> Provided text:
◆ ◆ ◆ ◆ ◆ ◆ ◆
De facto racism: poison-tipped bullets


I’m back from vacation, and will resume my regular blogging routine. My thanks to those of you who stuck it through the past couple of weeks. Happy New Year!

I consider myself lucky for a long list of reasons, but certainly chief among them is the truly impressive friends that I have amassed over the years. It’s often difficult (perhaps impossible) to engage in any kind of self-assessment that isn’t wildly coloured by self-serving biases, despite our best attempts to overcome them. I take no small amount of comfort, therefore, in making self-evaluations by proxy through my close friends. I admire and deeply respect these people, and the fact that they seem to actually enjoy my company (or at least do an excellent job of pretending to do so) leads me to suspect that I must be doing things at least halfway right.

One such friend is a young woman I met while studying at Queen’s. Kelly (not her real name) and I met while I was working at a bar in Kingston. She is a fiercely intelligent person who is very knowledgable about matters philosophical as well as legal (she’s now a law student at Queen’s with an undergrad in philosophy). I was able to meet up with her during my vacation in Toronto to catch up. We got to talking about her experiences working at a legal clinic in Kingston, and defending her first actual client as ‘first chair’ of the legal team. She was understandably excited that she was able to steer her client away from undeserved jail time (a sad story involving drugs, a negligent mother and overzealous police officers).

One of the legal maneuvers she was able to exploit in her client’s defense is a process called ‘diversion‘ – basically it is a way of having ostensibly guilty first-time offenders perform community service and restitution in lieu of jail time. From her description of the way it works, it requires agreement from the prosecutor (which is often not that difficult to obtain) that the defendant is essentially ‘a good guy’ who can make recompense and slide through without going to prison. Now, I have a notoriously bad poker face, so she immediately knew about my knee-jerk misgivings when it came to a program like this. After all, who could object to a program that includes the exercise of judicial restraint and principles of justice?

My reservation about this program is the bit about evaluating someone’s ‘good guy’ quotient. Any kind of instinctual evaluation of someone’s character is going to inherently smuggle in a contingent of biases, both learned and innate. Because it’s the pool in which I wade, I quickly began to question the level to which diversion favours white or upper-class defendants over poor black (or, in Canada’s case, aboriginal) ones. After all, certainly risk of recidivism is part of the factor by which ‘good guy’ is judged, and we know that, in some cases, race is believed to correlate with recidivism.
◆ ◆ ◆ ◆ ◆ ◆ ◆
> Problems to solve:
**1)** Decide whether each statement below agrees with the blog post about diversion. Answer yes or no for each, and quote the words from the post that settle it.
(a) Kelly is the friend's real name.
(b) Diversion requires agreement from the prosecutor.
(c) The writer met Kelly while working at a bar in Toronto.
**2)** Extend the blog post about diversion, picking up after its last sentence.

> Given information:
◆ ◆ ◆ ◆ ◆ ◆ ◆
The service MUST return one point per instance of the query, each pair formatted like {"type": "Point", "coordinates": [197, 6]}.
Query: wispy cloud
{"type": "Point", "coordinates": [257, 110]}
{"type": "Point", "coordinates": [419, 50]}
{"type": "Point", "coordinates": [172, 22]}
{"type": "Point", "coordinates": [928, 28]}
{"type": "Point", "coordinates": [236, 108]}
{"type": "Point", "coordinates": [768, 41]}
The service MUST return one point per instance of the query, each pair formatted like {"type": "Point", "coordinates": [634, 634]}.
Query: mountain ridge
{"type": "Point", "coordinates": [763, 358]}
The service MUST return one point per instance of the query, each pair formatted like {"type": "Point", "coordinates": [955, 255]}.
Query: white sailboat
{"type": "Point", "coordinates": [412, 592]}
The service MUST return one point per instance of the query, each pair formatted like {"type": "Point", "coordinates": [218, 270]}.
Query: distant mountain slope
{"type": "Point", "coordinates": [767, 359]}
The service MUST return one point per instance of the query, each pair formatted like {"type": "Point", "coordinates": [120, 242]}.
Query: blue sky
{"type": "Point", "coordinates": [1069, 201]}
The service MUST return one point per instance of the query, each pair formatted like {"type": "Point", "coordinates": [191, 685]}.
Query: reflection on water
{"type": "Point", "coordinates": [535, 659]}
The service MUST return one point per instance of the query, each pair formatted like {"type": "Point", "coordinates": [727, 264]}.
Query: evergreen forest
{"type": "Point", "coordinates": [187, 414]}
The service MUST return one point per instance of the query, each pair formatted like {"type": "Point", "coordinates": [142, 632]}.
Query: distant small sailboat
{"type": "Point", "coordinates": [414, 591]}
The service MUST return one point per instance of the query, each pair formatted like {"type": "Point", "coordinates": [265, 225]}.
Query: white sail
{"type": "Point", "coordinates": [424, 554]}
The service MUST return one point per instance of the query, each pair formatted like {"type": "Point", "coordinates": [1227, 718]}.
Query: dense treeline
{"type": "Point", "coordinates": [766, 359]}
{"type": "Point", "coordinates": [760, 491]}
◆ ◆ ◆ ◆ ◆ ◆ ◆
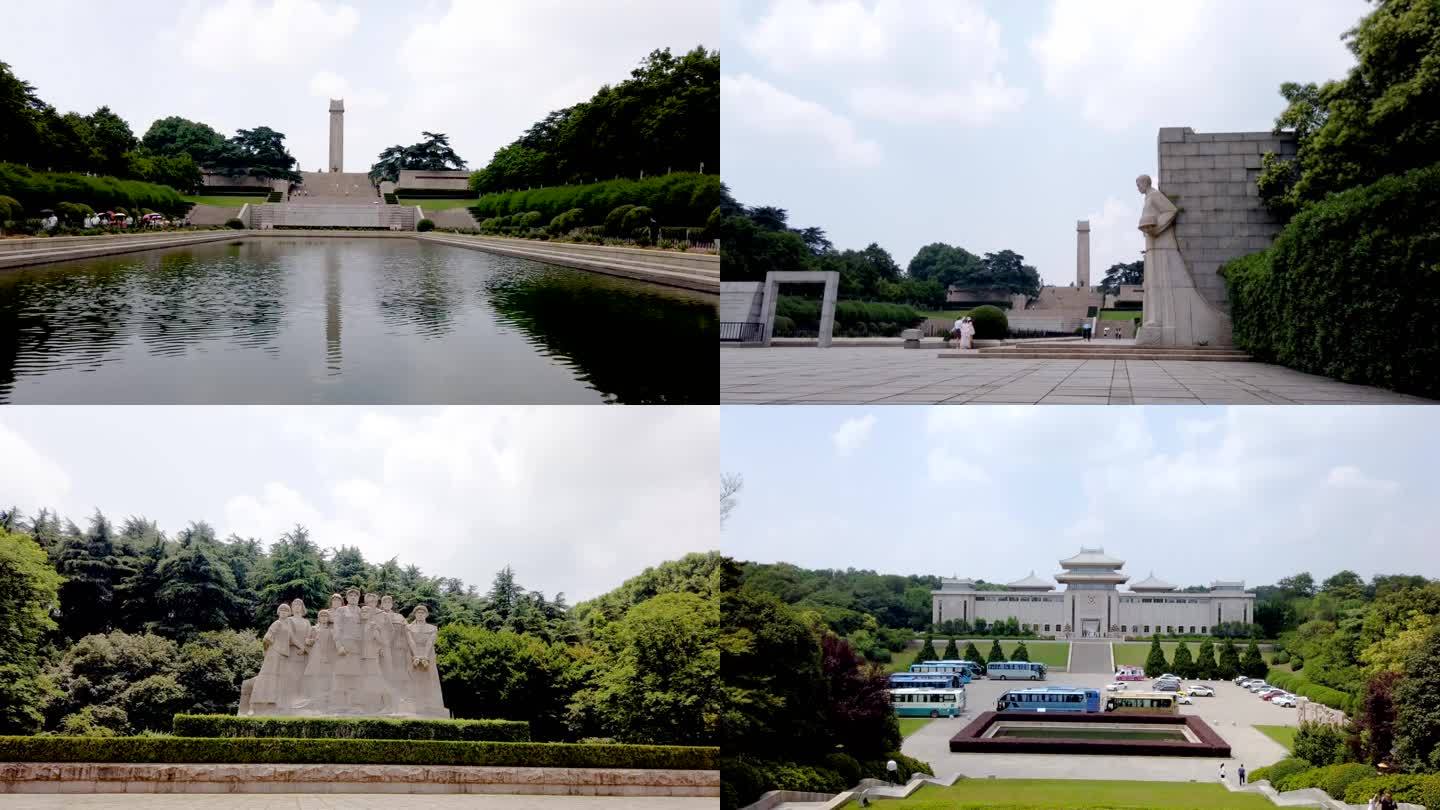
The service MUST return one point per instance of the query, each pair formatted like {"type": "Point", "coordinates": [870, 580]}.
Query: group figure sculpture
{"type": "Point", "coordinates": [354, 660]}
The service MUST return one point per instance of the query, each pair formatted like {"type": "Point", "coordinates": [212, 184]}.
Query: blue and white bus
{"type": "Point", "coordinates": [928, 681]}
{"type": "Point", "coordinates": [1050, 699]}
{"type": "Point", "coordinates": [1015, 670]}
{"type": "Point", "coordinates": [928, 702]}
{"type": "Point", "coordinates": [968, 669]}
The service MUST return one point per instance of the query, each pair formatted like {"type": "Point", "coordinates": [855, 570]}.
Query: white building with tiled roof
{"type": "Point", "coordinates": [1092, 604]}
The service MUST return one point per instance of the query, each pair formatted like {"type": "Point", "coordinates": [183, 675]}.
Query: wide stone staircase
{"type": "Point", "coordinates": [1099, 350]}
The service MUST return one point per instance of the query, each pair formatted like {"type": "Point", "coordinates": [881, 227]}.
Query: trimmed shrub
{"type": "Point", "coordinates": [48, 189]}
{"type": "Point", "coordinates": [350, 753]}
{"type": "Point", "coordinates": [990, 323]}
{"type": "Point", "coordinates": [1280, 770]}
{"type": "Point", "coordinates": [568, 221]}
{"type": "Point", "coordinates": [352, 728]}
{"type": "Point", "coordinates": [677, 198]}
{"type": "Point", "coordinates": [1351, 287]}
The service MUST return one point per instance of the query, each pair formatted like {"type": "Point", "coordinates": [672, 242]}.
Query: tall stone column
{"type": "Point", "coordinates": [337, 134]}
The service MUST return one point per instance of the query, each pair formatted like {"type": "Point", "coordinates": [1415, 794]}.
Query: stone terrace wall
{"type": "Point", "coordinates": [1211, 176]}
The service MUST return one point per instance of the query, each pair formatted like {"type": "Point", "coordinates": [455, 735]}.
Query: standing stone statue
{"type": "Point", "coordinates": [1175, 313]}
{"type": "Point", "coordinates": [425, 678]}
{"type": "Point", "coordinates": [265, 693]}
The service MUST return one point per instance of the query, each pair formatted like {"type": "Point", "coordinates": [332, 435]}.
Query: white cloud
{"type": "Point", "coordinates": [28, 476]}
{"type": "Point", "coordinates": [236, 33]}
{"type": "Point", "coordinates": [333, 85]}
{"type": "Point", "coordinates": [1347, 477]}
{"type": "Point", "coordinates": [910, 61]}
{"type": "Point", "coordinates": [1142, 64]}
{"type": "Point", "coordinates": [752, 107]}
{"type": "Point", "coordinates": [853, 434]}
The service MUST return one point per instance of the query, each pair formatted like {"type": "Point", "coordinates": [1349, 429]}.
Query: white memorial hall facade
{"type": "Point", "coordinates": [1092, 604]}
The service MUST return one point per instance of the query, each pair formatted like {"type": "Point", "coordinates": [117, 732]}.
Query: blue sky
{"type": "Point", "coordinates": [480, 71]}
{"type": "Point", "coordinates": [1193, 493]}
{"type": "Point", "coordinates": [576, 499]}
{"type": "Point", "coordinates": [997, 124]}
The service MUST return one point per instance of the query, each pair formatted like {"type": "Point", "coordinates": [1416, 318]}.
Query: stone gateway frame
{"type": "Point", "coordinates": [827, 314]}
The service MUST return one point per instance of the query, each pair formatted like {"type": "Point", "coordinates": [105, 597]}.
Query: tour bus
◆ ◆ ◆ ◆ ◆ ◆ ◆
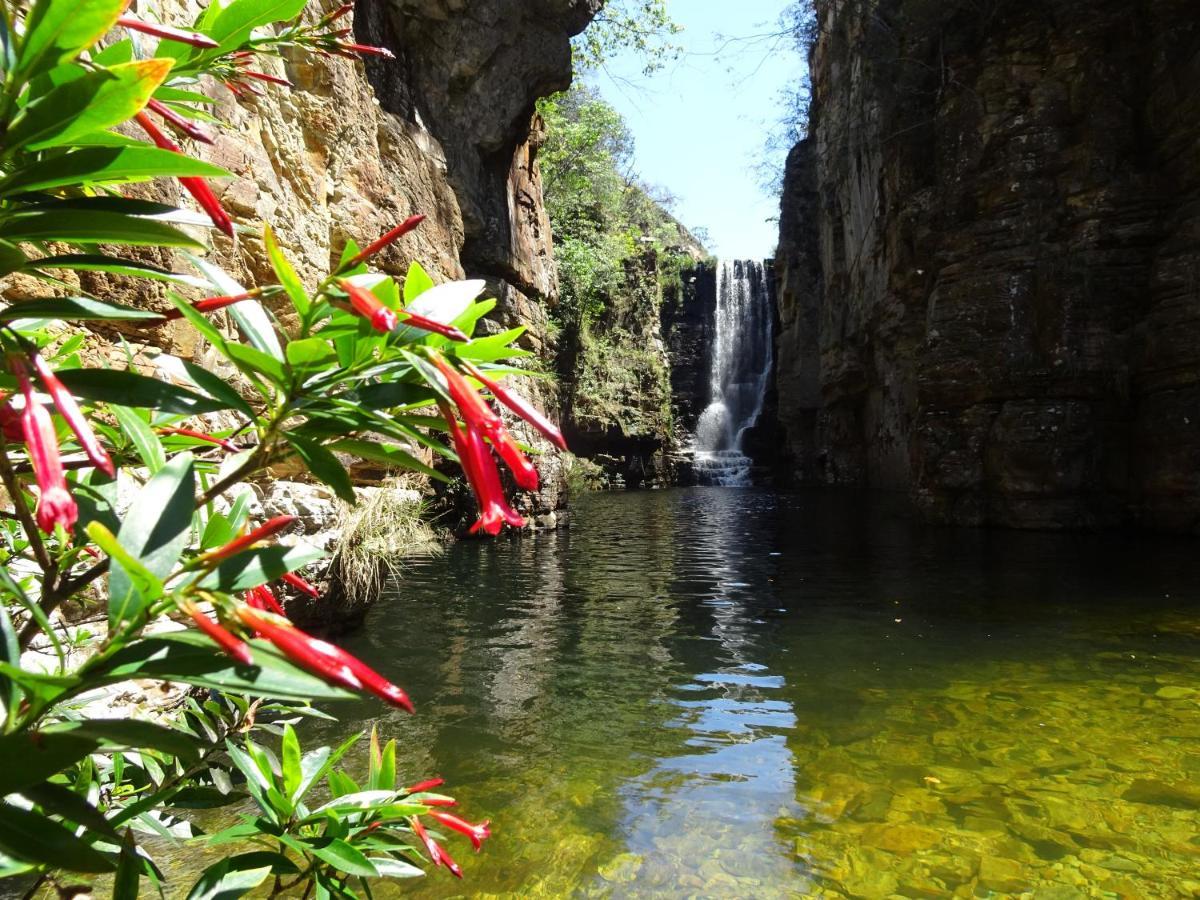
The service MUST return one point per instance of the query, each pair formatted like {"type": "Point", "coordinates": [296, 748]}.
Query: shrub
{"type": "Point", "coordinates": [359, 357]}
◆ ◆ ◆ ◆ ◆ ◆ ◆
> Task-by-task answers:
**1)**
(a) No: "Kelly (not her real name)"
(b) Yes: "it requires agreement from the prosecutor"
(c) No: "I met while I was working at a bar in Kingston"

**2)**
What this means, I suspect, is that this process will stack the deck in favour of people who already get comparatively favourable treatment in the criminal justice system – white, middle-class people. Those who fail to qualify for diversion based on this ‘gut instinct’ evaluation will be, disproportionately, those who are in greater need of a helping hand What Kelly was quick to point out to me is that I wasn’t describing a problem with diversion per se, but rather the consequence of racism. The fact that the program augments privilege doesn’t make it a badly designed program, it just is what it is.

As is my habit, I reached for an analogy. I likened the racism of the diversion system, of any system that has the effect of racism even in absence of the intent, to bullets tipped with poison. Certainly the biggest problem, the most common problem, is getting shot with a bullet. The bullet (racism) itself is probably gonna kill you if you get hit with it. By all means, we should be safeguarding ourselves from bullets – wearing vests, controlling guns, whatever it takes. Similarly, on its own the poison (the program) is pretty innocuous – it won’t hurt you unless you recklessly come into contact with it.

No, the problem is when the two work in conjunction. As 50 Cent can attest, some people survive getting shot. As pretty much any character in Hamlet can tell you, poison is a bit harder to shake. The poison wouldn’t be in your system without the bullet to deliver it, but once it’s there it does far more damage than the bullet would on its own.

To dispose with the metaphor for a moment, programs like diversion are not inherently racist, nor are they designed to solidify privilege. However, despite this lack of intentionality, it may have effects that precisely mimic what an intentionally-designed racist system would produce. That is, the ‘right kind’ of people can avoid prison, whereas the ‘others’ are far more likely to end up imprisoned for the same crime.

Now I could have chosen a far less violent metaphor (the first one I thought of was NABQI, but not everyone has a background in toxicology) and diversion is not poisonous as such. Indeed, I think any program that takes strain off of the prison system and gives a wider array of options to first-time offenders is probably a good thing. I certainly don’t want to see every kid caught in bad circumstances go to prison (where ze is at risk of becoming a far more hardened criminal), and if diversion accomplishes that task then I am all for it. My obection certainly surprised Kelly, who knows me to be quite liberal when it comes to methods of addressing crime.

The point that I tried to make with my analogy is that seemingly-benign ventures can become instruments of racial supremacy if we fail to take into account issues of privilege and power. Diversion doesn’t necessarily have to be racially disadvantageous, provided it is audited carefully to avoid inadvertant (and overt) biases. However, establishing these kinds of programs without fully appreciating the cultural context in which they exist will only serve to augment the effect of systemic racism, and make our bullets even more deadly without realizing it.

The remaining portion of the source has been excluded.